## [Belge alıntısı]
<<<<
Anne Ve Baba

Saygısını Azaltacak Dil Kullanmamak

Aşağıdaki sözcükleri belki de çok masumane kullanıyorsunuzdur. Fakat unutmayın ki, bu sözcüklere eşlik eden sözsüz bir dil de varsa, işte o zaman kullanılan sözcükler artık aşağılayıcı ve zarar verici olur. (Örneğin, müstehzi bir gülüş, saldırgan bir ses tonu, bıkkınlık ifade eden bir iç çekiş, havaya kalkmış kaşlar, başın ters ters sallanması, vs.)

Etiket
Siz çocuklar...
Senin gibi insanlar...
Şimdiki çocuklar...
Ne kadar tipik bir çocuksun
Ne kadar inatçısın
Şimdi bu giydiklerin mi moda? Ah, şimdiki nesil...
Amatör psikologlar
Ne kadar tembelsin...
Ne kadar düşüncesizsin...
>>>>
## [Yapılacak görevler]
- A) Saygıyı azaltan dil konulu metindeki "Fakat unutmayın ki, bu sözcüklere eşlik eden sözsüz bir dil de varsa, işte o zaman kullanılan sözcükler artık aşağılayıcı ve zarar verici olur." cümlesini İngilizceye çevirin.
- B) Saygıyı azaltan dil konulu metni kaldığı yerden sürdürün.

(Koordinat işaretleme kayıtları)
<<<<
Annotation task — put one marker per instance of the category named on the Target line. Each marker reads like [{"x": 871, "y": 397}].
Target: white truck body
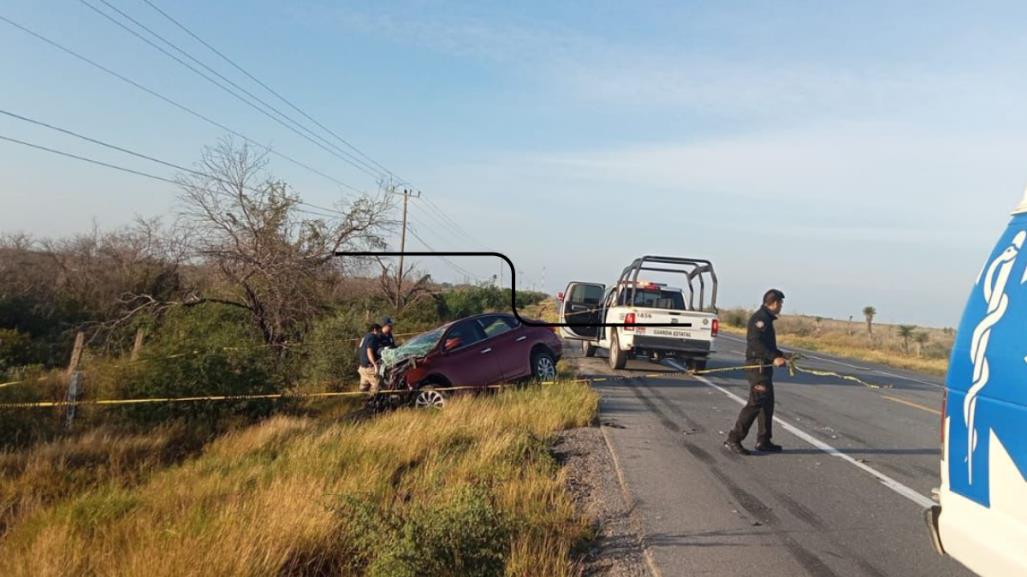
[{"x": 636, "y": 317}]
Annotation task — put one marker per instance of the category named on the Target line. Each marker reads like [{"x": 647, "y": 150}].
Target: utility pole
[{"x": 403, "y": 238}]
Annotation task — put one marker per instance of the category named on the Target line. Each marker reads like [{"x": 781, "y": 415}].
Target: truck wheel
[
  {"x": 618, "y": 359},
  {"x": 587, "y": 349}
]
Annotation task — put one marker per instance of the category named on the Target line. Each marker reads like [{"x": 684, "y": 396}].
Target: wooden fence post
[
  {"x": 73, "y": 376},
  {"x": 76, "y": 354},
  {"x": 73, "y": 393},
  {"x": 138, "y": 345}
]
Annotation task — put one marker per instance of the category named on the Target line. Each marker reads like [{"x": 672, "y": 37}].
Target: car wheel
[
  {"x": 587, "y": 349},
  {"x": 428, "y": 397},
  {"x": 618, "y": 359},
  {"x": 543, "y": 367}
]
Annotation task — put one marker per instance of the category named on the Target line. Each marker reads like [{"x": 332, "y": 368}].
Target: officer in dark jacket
[{"x": 761, "y": 349}]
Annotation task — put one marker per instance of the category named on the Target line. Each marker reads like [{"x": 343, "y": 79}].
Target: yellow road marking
[{"x": 911, "y": 404}]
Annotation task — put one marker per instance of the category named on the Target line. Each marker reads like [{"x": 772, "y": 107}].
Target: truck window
[
  {"x": 654, "y": 298},
  {"x": 586, "y": 295}
]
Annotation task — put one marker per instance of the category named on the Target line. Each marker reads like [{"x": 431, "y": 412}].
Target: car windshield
[{"x": 418, "y": 346}]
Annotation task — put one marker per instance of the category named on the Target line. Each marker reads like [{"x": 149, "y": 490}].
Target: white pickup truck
[{"x": 641, "y": 318}]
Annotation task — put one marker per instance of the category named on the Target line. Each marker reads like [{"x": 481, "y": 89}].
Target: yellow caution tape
[{"x": 793, "y": 369}]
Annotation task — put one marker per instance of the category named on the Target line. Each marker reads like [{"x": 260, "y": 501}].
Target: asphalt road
[{"x": 843, "y": 499}]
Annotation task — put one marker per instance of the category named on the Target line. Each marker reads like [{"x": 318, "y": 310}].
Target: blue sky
[{"x": 848, "y": 153}]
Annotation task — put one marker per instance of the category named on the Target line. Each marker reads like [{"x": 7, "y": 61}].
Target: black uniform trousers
[{"x": 760, "y": 406}]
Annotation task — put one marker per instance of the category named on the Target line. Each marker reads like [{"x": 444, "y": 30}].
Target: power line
[
  {"x": 86, "y": 159},
  {"x": 265, "y": 86},
  {"x": 342, "y": 155},
  {"x": 138, "y": 155},
  {"x": 445, "y": 227},
  {"x": 176, "y": 104},
  {"x": 452, "y": 265}
]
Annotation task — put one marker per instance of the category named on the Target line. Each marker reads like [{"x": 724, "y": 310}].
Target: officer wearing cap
[
  {"x": 761, "y": 349},
  {"x": 385, "y": 340}
]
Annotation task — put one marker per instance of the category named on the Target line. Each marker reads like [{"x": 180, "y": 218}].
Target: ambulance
[{"x": 981, "y": 518}]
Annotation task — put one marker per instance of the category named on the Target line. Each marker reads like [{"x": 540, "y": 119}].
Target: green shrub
[
  {"x": 329, "y": 352},
  {"x": 465, "y": 535},
  {"x": 210, "y": 350},
  {"x": 15, "y": 349}
]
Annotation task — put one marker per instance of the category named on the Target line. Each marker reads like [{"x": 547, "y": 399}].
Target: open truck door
[{"x": 581, "y": 309}]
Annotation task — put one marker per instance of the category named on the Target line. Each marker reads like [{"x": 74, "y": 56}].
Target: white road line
[{"x": 886, "y": 481}]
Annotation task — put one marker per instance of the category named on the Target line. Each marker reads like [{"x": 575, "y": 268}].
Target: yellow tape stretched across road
[{"x": 793, "y": 369}]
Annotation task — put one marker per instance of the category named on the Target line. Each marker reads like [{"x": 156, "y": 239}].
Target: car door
[
  {"x": 467, "y": 356},
  {"x": 509, "y": 343},
  {"x": 581, "y": 310}
]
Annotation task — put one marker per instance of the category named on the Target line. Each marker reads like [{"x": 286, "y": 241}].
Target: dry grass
[
  {"x": 546, "y": 310},
  {"x": 851, "y": 340},
  {"x": 298, "y": 496}
]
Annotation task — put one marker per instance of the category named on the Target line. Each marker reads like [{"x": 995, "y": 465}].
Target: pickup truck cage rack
[{"x": 692, "y": 269}]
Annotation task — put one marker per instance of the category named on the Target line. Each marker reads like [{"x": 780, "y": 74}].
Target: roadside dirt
[{"x": 592, "y": 478}]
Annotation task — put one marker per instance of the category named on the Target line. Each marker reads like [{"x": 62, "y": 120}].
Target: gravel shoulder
[{"x": 592, "y": 478}]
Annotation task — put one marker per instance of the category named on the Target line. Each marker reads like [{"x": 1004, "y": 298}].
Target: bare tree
[
  {"x": 921, "y": 338},
  {"x": 401, "y": 292},
  {"x": 870, "y": 313},
  {"x": 271, "y": 258},
  {"x": 906, "y": 333}
]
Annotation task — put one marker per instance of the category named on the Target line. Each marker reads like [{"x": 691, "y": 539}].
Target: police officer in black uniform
[{"x": 761, "y": 349}]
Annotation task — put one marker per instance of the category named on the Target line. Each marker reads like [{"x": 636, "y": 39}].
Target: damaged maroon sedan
[{"x": 477, "y": 351}]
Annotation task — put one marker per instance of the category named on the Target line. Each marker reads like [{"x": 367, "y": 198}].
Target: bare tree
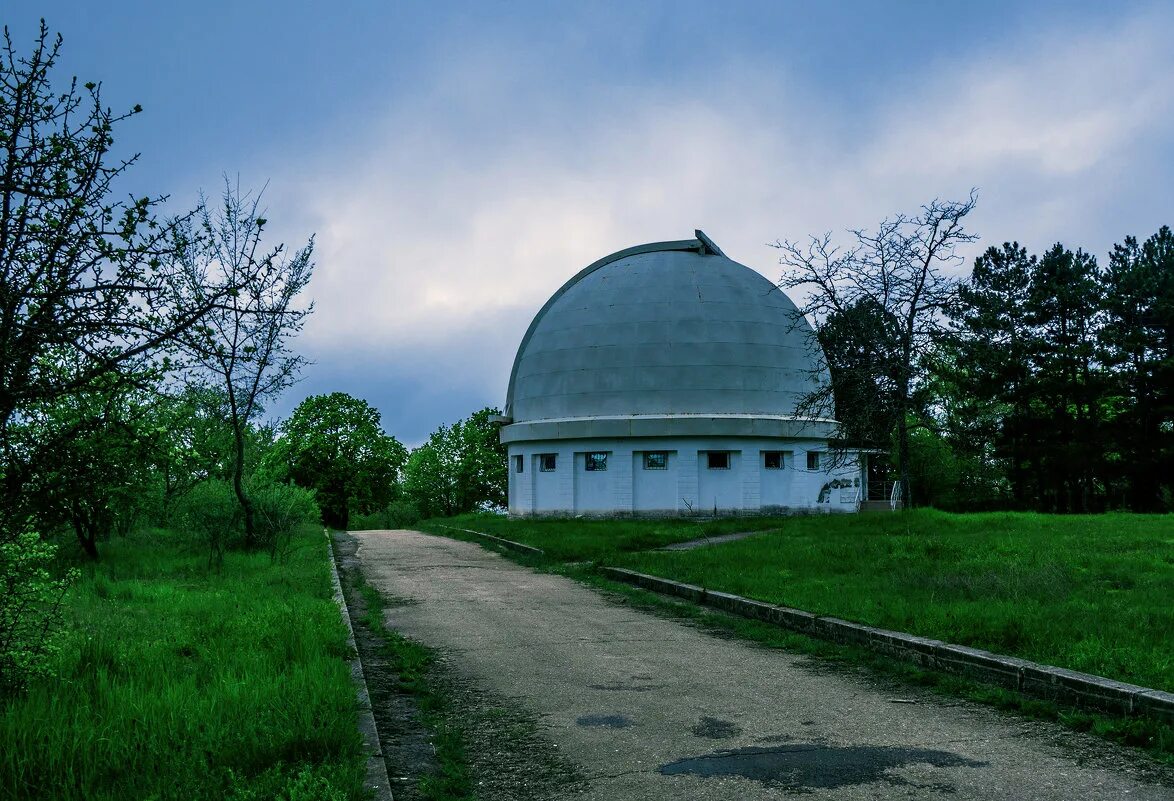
>>>>
## [Yanıtlar]
- A) But keep in mind that if these words are accompanied by a nonverbal language as well, then the words used become demeaning and harmful.

- B)
Bebek gibi davranıyorsun
Bence senin sorunun...
Kendini... hissetmiyorsun, sadece ...
Gerçekten bunları söylemek istediğini zannetmiyorum
Sadece sorun çıkarmak için böyle davranıyorsun
Bir dakika şurada oturup, beni dinleyemiyorsun, değil mi?
Bu sana göre bir iş değil
Biliyorum sen böyle ...
Dikkat çekmek istiyorsun
Aman sen deneme
Sen yapamazsın
Söylemek istediği şey
Mesafe koymak
Çocukların her dediğine kulak asma Tamam! Pes ettim. Seni dinlemiyorum
Karşılaştırmak

Sözcüklerinizi çok dikkatli seçin

Bütün anababalar bazen utanç duyacakları şeyler söylerler. Hepimizin dağarcığında içimizdeki içgüdüsel anababaya programlanmış, karşımızdakini ezecek bazı sözcükler vardır. Ancak, elbette söylediklerimize azami dikkati göstererek, bu sözcükleri daha az kullanmayı başarabiliriz. "Bu garip sözcüklerin ne zararı olur ki" diyebilirsiniz, ama bunları her gün işiten bir çocuğun benlik imgesi zarar görebilir.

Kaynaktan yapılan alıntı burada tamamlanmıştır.